+++ DOCUMENT EXCERPT
How do you access the members if you
don't know where they stay inside a class?
I see that impossible, but I'm not
sure now.

Germán said...

You got me intrigued, but I'm sure it's impossible to know the structure of a c++ type without some help.
What I came up with is that you can use tuples to describe the structure of a type. But I don't know where the c++0x features fit. Pleeeeeaseeeee... tell us! :-)

蕭刻庭 said...

Interesting... O_O really

tapted said...

I was playing with this a while ago. See

http://code.apted.net/project/apted-pub/browser/sera/trunk

Serialising arbitrary structs was the main challenge. I didn't want to interfere with the class definitions.. There were two ways (check out ser_test.cpp). But you basically had two options. With,

struct XY {int x; int y};

there is a macro SERIALISE_AS_POD(XY);, which would just serialise it as plain 'old data. Or a 'serialiser'. E.g. for:

class XS {
SERIALISABLE;
int x;
std::string s;
std::vector v;
public:
XS(int xx = 0) : x(xx), s(x, 'x'), v(3, s) {}
};

You would define:

SERIALISER(XS) {
SERIALISE_OPT(x, &init_int);
SERIALISE_OPT(s, "default string");
SERIALISE(v); //empty vectors are perfectly valid!
}


SERIALISE_OPT makes the data members optional in the serialised format. And it supports maps of strings of vectors of structs of maps of strings, etc.

"serialise" then converts any serialisable data into a map of strings->byte[]

The SQL stuff was also a part of it. I basically wanted to convert a struct-"schema" defined this way into an SQL schema.. but it's still a work-in-progress (that hasn't progressed for 17 months)...

蕭刻庭 said...

Recursive serialize a structure is not a new idea, boost::serialization is a perfect example.
++++++
- [ACTIONS TO TAKE]
A. Translate this sentence from the forum thread on C++ serialization into Spanish: "SERIALISE_OPT makes the data members optional in the serialised format."
B. Carry on the forum thread on C++ serialization with a further post that follows its final sentence.
+++ ENTRIES PROVIDED
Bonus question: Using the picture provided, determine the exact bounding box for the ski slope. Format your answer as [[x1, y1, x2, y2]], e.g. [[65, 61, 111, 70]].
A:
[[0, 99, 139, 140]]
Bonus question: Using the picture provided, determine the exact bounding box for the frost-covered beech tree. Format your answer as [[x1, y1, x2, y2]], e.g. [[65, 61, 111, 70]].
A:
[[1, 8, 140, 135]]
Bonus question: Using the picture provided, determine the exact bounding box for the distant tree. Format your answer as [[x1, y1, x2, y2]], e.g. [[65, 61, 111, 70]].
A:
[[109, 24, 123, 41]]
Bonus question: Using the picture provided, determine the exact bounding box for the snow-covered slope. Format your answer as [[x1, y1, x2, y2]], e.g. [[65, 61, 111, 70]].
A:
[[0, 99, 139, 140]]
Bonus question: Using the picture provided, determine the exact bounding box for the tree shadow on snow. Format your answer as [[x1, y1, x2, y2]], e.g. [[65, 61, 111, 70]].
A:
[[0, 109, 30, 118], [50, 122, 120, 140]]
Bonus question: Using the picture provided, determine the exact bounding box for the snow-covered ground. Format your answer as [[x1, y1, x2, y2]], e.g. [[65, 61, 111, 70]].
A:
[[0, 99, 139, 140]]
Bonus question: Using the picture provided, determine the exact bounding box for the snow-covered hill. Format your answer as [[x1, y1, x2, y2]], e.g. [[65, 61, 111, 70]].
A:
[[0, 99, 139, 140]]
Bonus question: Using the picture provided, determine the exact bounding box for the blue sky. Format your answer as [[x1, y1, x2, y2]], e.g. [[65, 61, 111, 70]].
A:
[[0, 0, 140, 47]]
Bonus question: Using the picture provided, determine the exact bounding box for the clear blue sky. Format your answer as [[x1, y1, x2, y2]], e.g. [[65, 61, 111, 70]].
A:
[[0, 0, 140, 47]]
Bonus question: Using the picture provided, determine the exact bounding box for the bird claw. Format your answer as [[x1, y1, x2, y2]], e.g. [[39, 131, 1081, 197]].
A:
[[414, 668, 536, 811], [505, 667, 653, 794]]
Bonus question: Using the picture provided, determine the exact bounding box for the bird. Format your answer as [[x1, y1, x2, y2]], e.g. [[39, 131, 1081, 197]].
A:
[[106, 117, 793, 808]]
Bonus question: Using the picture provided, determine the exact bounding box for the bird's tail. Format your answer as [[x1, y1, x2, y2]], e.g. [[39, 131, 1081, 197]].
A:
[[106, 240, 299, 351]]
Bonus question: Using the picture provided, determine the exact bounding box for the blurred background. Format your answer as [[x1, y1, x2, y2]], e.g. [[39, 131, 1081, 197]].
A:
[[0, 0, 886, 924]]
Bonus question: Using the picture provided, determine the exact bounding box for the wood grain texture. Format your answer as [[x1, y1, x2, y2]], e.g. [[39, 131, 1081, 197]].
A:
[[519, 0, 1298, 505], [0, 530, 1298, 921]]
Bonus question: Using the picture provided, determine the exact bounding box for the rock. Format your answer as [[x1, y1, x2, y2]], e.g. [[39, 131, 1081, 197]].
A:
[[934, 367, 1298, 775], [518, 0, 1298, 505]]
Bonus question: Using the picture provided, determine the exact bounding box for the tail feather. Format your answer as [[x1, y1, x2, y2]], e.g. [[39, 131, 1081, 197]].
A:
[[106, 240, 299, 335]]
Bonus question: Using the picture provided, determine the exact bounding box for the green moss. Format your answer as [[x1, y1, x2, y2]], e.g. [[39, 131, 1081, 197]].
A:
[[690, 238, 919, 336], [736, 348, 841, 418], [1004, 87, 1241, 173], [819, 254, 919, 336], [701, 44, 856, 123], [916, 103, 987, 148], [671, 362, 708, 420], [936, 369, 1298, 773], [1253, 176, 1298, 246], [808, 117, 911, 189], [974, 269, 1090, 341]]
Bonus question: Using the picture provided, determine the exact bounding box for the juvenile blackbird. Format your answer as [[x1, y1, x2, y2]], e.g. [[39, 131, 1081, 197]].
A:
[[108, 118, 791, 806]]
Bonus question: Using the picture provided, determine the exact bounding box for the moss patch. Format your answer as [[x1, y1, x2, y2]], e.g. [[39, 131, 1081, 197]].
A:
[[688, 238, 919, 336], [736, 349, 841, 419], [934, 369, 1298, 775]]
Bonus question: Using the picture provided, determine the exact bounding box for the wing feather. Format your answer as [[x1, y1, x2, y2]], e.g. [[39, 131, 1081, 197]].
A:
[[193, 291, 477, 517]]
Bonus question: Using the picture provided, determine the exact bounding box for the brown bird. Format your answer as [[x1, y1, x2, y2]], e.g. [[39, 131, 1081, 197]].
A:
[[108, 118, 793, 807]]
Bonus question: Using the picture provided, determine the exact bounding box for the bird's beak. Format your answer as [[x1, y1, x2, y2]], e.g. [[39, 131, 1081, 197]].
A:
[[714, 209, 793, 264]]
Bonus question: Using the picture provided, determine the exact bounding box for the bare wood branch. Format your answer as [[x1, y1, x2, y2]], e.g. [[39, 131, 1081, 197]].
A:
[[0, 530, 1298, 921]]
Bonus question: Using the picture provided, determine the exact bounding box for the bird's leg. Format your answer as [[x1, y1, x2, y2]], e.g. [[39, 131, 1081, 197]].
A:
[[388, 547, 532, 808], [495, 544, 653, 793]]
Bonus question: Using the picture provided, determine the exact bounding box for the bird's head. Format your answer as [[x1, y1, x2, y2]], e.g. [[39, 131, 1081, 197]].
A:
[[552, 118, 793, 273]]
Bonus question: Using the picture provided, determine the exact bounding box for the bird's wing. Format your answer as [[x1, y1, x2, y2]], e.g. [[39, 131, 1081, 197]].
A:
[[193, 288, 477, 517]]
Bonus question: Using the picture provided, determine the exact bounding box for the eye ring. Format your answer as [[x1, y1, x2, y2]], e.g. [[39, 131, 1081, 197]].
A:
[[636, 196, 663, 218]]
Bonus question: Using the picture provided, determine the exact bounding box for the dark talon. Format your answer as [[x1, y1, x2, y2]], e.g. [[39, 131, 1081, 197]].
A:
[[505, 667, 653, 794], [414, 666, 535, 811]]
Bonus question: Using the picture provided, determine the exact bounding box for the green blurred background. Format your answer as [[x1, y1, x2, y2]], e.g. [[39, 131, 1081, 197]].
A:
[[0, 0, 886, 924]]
++++++
- [EXPECTED RESPONSES]
A. SERIALISE_OPT hace que los miembros de datos sean opcionales en el formato serializado.

B.
And, to serialize everything with only one function is not a new idea, too. boost::fusion has an example to serialize everything with only one function. (well, with few help actually, but no tricky compiler hack, no ugly MACRO, only a typedef)

zbigg said...

I also think that this guy just invented something that "lies" as roots of boost serialization.

(Also this doesn't need C++0x, it works with C++98).

I'm doing this for 2 years from now ... it works for XML, ASN.1/BER, JSON and GUI generation. Nothing particulatly new.

Only thing you need is a
* serializer class with specialized member functions for each type (or type family like std::vector)
* visitor function that calls serializer for each member
* some ugly traits/macrology to distinguish between "agreegates" - structs and leaf types

Well, example - not full here: test_structure_printer.cpp.

Germán said...

"It is able to take any type that exists in C++, and well, serialize it. Have some type which contains some types which contains a few more types which contains some other types? It's all serializeable with this function. No pre-processing, dynamic code generation, compiler hacks, or clumsy per program hierarchical parsing required. It just worksTM."

Do you mean without registering any
single struct field?
Is that the way you did it?